**Texto extraído:**
§ §
Frente al diario estaba el bar El Marino -The Sailor Pub, como le decían para subirle el pelo-, donde la “pandilla salvaje” analizaba cada jornada de pega. “Ahí íbamos los más desordenados. A veces llegaba Julio Carrasco, echaba la talla al pasar, se sentaba a comer un sándwich con una chela solo en una mesa y se iba para la casa. Era muy reservado”, cuenta Claudio “Tico” Leiva.
Decían también que El Marino fue lugar de algunas indiscreciones e intercambios informales de contenidos entre muchos reporteros, al calor de los vasos y el rubor de mejillas. Jamás se sabrá cuántas informaciones golpeadoras en la opinión pública pasaron por esas salas o comenzaron desde ellas su salida triunfal a los titulares. Y, ya en las tardes, en el horario de salida desde la casa periodística, partían al mismo establecimiento los integrantes del equipo informático y de comunicaciones de la misma, de modo que sus barras y comedores nunca parecían estar vacíos, en una constante y diaria rotación de clientela. Lo propio hacían los choferes de los camiones repartidores, los trabajadores del taller de imprenta y algunos empleados del área administrativa.
Primera portada del diario "La Cuarta", en noviembre de 1984. Los trabajadores de este medio parecen haber sido los más devotos concurrentes de El Marino, según se recuerda.
Imagen publicada por el mismo diario "La Cuarta" de la noche de despedida de El Marino, el 1° de diciembre de 2006. Atrás, a la izquierda, alcanza a aparecer don Gildo, quien fue su dueño.
Aspecto que ofrecía el espacio que ocupó el caserón del restaurante y fuente de soda, ya totalmente demolido en la esquina de Vicuña Mackenna con Ñuble. Actualmente, aún es un sitio eriazo.
Se sabe también que varios aciertos periodísticos fueron celebrados en el restaurante, además. Así sucedió, por ejemplo, con el encuentro accidental del periodista policial José Manuel García y los reporteros gráficos Iván Loco Rojas y Ariel Perro Morales, con los protagonistas del entonces famoso asalto fuertemente armado de un comando del Movimiento Juvenil Lautaro a dos bancos, en mayo de 1990. El equipo, que iba pasando justo por el lugar en Vicuña Mackenna con avenida Matta en un automóvil conducido por Antonio Sepúlveda, logró las famosas imágenes de los asaltantes y de la llamada Mujer Metralleta, golpe que iba a agotar todos los ejemplares del diario "La Cuarta" al día siguiente. El equipo celebró a puerta cerrada en El Marino aquella noche, hasta las dos de la madrugada.
En una generación posterior, la periodista Alejandra Matus comentó que tuvo ahí, entre las mesas de El Marino, algunas particulares reuniones que describe en un trabajo de defensa y respaldo a la investigación que realizó para su famoso y controvertido trabajo “El Libro Negro de la justicia chilena”, con duras críticas y acusaciones contra el Poder Judicial de Chile, en 1999.
§ §
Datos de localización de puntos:
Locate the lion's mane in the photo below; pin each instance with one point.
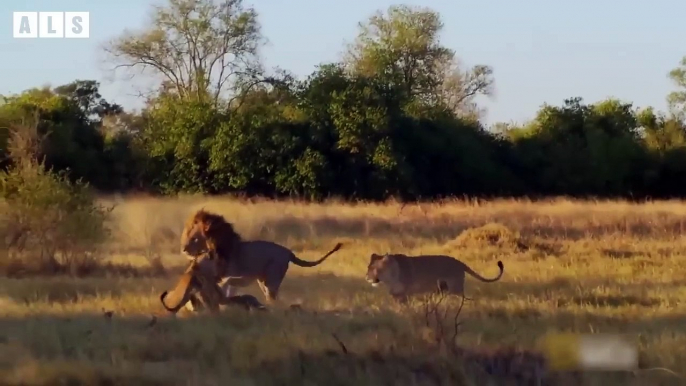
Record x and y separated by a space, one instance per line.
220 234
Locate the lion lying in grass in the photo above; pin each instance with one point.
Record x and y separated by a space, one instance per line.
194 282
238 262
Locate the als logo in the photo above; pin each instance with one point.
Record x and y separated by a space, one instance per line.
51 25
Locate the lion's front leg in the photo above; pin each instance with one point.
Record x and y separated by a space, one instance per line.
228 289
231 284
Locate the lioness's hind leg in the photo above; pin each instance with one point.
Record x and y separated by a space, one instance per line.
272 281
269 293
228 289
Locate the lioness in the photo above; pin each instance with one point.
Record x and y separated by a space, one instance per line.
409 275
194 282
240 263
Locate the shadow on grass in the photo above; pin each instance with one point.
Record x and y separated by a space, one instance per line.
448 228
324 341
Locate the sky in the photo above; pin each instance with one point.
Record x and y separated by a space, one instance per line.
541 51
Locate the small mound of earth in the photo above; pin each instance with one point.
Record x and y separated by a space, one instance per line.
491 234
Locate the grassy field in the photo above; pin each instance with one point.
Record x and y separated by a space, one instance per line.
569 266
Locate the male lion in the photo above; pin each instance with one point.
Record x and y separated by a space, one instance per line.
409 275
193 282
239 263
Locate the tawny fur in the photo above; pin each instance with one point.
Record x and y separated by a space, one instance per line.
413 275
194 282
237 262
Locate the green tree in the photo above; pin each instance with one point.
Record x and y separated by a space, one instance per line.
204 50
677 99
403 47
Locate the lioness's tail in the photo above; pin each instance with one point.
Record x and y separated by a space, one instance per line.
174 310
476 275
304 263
§ §
**Ejercicios propuestos:**
(a) Responde según el texto sobre el bar El Marino:
(i) ¿Qué nombre le daban al bar El Marino para subirle el pelo?
(ii) ¿En qué fecha fue la noche de despedida de El Marino?
(iii) ¿Hasta qué hora celebró el equipo en El Marino la noche de las imágenes del asalto de mayo de 1990?
(b) Reproduce el pasaje del texto sobre el bar El Marino desde "Primera portada del" hasta "según se recuerda.", cambiando "noviembre" por "diciembre".

**Resultados de tareas:**
(a)
(i) The Sailor Pub.
(ii) El 1° de diciembre de 2006.
(iii) Hasta las dos de la madrugada.

(b)
Primera portada del diario "La Cuarta", en diciembre de 1984. Los trabajadores de este medio parecen haber sido los más devotos concurrentes de El Marino, según se recuerda.